:: EXERCISE DATA

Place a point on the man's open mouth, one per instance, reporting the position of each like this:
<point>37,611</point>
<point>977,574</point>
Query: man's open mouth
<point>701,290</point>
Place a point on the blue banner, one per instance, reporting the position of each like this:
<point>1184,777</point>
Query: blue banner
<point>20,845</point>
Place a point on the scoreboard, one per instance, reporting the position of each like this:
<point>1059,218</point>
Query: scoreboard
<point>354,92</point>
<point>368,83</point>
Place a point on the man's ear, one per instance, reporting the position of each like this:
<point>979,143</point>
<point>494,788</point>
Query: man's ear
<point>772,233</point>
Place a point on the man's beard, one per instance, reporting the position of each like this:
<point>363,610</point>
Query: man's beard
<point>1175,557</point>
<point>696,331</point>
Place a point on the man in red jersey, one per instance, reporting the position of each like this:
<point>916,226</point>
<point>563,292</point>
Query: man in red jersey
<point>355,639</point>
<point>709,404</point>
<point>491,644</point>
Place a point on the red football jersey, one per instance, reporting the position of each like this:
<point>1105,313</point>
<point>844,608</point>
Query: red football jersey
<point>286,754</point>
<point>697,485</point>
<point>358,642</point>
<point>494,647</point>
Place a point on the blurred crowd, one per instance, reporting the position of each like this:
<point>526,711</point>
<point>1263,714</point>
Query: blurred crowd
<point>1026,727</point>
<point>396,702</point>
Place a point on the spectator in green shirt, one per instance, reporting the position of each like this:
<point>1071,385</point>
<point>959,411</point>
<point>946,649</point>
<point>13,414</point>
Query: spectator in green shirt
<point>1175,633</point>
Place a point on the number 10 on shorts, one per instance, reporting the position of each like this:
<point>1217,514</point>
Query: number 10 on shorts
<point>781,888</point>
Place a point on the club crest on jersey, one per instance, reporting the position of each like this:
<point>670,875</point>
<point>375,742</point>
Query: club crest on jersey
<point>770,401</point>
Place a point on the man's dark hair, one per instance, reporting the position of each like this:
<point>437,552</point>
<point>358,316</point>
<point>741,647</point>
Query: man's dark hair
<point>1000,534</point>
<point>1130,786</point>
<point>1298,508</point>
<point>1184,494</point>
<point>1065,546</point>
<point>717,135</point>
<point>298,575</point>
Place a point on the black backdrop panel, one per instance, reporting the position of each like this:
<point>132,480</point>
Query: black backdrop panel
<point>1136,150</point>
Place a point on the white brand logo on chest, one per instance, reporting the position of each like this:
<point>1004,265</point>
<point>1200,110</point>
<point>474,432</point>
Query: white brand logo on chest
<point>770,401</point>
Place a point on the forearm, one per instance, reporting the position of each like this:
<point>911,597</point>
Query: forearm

::::

Filter these records, keeping every line where the word "forearm" occurs.

Place a point on the forearm, one per instance, reporting the position of each like this:
Query: forearm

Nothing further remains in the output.